#### DATASET RECORDS:

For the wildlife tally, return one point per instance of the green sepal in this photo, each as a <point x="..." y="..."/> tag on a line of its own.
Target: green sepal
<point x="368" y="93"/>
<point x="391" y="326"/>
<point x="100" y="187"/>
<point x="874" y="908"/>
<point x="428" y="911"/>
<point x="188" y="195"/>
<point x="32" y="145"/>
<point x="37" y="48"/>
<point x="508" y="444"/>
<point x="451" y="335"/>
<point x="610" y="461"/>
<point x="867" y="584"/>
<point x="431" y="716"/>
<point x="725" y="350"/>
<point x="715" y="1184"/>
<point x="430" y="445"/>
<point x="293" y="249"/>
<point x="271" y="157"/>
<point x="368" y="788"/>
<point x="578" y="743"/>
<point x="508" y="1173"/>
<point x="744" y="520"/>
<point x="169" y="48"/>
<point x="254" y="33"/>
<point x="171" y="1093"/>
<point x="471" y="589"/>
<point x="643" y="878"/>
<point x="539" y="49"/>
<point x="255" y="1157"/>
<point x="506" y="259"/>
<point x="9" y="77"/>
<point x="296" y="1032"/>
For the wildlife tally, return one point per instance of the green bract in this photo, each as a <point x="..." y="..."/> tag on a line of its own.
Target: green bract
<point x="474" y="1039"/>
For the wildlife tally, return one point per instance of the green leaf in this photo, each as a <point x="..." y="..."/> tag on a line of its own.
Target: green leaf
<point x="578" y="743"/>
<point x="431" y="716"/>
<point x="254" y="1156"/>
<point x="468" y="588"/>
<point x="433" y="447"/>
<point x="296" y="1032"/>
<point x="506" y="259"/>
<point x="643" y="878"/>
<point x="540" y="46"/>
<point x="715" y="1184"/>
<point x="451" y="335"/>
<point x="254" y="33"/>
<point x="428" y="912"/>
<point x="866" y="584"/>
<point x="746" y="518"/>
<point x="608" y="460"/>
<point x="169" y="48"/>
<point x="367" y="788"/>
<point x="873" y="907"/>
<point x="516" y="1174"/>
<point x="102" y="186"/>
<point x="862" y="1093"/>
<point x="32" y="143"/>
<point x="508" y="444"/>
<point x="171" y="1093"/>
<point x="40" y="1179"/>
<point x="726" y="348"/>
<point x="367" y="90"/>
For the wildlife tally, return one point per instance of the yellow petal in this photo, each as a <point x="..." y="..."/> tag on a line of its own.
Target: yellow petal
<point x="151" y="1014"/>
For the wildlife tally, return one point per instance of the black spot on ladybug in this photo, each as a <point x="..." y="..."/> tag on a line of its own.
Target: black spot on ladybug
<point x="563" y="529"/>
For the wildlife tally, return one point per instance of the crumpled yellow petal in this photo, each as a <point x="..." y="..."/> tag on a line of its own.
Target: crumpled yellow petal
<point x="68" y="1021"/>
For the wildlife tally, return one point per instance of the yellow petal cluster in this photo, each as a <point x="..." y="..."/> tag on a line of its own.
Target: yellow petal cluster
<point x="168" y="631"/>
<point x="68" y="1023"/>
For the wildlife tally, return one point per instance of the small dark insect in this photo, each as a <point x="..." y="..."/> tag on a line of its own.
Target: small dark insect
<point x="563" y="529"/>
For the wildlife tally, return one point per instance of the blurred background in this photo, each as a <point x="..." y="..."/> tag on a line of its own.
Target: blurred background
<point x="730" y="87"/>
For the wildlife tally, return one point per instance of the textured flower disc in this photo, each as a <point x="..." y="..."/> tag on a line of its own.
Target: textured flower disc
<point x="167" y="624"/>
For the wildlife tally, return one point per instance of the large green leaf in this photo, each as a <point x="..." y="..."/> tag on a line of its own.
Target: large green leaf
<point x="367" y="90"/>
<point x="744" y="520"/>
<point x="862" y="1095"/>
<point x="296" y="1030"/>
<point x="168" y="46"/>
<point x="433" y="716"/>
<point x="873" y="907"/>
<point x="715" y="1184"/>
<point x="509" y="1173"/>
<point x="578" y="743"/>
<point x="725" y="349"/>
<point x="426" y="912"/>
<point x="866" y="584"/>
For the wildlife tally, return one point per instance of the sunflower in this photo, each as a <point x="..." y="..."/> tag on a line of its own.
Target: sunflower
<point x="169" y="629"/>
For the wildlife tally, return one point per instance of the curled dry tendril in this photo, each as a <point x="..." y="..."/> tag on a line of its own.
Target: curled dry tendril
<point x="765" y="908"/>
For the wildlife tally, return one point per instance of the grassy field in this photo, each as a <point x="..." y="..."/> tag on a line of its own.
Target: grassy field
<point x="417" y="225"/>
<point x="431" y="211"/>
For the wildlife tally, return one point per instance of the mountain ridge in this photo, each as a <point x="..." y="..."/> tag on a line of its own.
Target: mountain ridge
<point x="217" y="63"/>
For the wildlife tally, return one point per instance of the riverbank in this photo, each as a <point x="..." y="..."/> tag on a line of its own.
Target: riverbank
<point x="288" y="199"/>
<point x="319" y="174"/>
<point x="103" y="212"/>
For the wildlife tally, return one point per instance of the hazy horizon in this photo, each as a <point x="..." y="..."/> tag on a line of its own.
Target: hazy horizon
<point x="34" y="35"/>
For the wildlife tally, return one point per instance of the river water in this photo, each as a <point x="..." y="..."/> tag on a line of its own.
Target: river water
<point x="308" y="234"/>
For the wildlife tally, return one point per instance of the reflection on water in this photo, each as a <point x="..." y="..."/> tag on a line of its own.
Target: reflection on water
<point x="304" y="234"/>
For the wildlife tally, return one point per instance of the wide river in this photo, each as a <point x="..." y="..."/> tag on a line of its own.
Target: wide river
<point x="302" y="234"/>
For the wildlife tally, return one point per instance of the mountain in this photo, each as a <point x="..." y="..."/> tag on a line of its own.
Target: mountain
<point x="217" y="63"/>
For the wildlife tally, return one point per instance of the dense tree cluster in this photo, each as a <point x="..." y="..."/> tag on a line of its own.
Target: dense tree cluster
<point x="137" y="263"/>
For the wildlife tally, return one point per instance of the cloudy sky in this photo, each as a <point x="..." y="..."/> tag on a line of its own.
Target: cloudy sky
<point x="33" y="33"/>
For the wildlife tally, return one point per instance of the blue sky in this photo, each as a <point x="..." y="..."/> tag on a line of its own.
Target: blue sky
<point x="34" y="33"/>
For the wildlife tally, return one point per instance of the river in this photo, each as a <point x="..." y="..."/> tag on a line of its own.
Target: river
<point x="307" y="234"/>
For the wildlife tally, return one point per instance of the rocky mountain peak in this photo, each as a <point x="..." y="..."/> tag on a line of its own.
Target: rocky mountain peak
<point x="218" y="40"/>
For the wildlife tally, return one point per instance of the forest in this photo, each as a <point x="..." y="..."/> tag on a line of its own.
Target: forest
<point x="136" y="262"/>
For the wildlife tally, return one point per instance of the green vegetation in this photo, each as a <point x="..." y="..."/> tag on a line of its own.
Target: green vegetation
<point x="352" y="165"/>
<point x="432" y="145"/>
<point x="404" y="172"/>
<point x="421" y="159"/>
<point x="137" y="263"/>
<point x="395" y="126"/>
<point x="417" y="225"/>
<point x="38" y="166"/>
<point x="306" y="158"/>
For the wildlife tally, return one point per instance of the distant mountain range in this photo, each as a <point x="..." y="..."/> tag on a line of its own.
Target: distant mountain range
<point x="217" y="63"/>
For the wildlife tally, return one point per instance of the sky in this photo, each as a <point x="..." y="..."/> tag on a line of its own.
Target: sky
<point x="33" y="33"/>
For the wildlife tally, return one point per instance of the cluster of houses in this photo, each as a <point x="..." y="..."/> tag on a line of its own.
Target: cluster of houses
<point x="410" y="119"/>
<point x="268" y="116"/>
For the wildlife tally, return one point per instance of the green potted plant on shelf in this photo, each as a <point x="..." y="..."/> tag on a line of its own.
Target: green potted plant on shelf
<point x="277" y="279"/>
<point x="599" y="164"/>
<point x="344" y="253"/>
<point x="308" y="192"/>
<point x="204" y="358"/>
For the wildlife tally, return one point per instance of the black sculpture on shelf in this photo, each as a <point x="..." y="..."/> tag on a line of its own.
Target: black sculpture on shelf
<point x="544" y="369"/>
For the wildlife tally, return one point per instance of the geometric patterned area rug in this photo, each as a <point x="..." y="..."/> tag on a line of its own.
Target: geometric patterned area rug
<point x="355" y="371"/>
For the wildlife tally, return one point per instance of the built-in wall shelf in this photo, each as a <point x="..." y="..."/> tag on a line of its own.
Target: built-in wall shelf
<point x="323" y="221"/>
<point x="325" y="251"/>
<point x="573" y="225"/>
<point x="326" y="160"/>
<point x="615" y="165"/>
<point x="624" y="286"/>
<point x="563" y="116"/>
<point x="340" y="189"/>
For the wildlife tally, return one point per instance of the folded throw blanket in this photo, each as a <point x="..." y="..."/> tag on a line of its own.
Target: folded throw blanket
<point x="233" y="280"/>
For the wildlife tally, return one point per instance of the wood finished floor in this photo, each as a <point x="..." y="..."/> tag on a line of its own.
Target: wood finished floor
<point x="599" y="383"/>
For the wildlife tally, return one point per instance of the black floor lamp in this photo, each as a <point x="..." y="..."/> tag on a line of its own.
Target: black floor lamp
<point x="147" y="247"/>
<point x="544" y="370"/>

#### WHAT YOU ARE ASKED TO DO:
Of the lines above, extract only those from the line with "the river in" to the line with "the green potted", both included, exactly as written.

#### SOLUTION TO THE EXERCISE:
For the wildlife tally, return one point per instance of the river in this photo, each as a <point x="..." y="..."/> tag on a line of its own.
Target: river
<point x="307" y="234"/>
For the wildlife tally, return one point per instance of the rocky mountain peak in this photo, each as a <point x="..." y="..."/> tag on a line of its own.
Target: rocky mountain peak
<point x="218" y="40"/>
For the wildlife tally, return one point per instance of the forest in this photo, each as a <point x="..." y="..."/> tag on a line of its own.
Target: forest
<point x="136" y="262"/>
For the wildlife tally, return one point per instance of the green vegetation in this photo, each as a <point x="..." y="..."/> tag on a line of its own.
Target: green vegetation
<point x="352" y="165"/>
<point x="432" y="145"/>
<point x="404" y="172"/>
<point x="421" y="159"/>
<point x="137" y="263"/>
<point x="395" y="126"/>
<point x="417" y="225"/>
<point x="38" y="166"/>
<point x="306" y="158"/>
For the wildlife tally, return one point per instance of the distant mountain range in this photo, each as a <point x="..." y="..."/> tag on a line of its own.
Target: distant mountain range
<point x="217" y="63"/>
For the wildlife tally, return one point per instance of the sky in this photo, each as a <point x="..." y="..."/> tag on a line of its own.
Target: sky
<point x="33" y="33"/>
For the wildlife tally, return one point per instance of the cluster of houses in this photo, each as a <point x="..." y="..."/> tag on a line of its own.
Target: cluster of houses
<point x="410" y="119"/>
<point x="268" y="116"/>
For the wildlife tally, return one point per instance of the green potted plant on shelf in this photo, each as a <point x="..." y="..."/> tag on a line of its own.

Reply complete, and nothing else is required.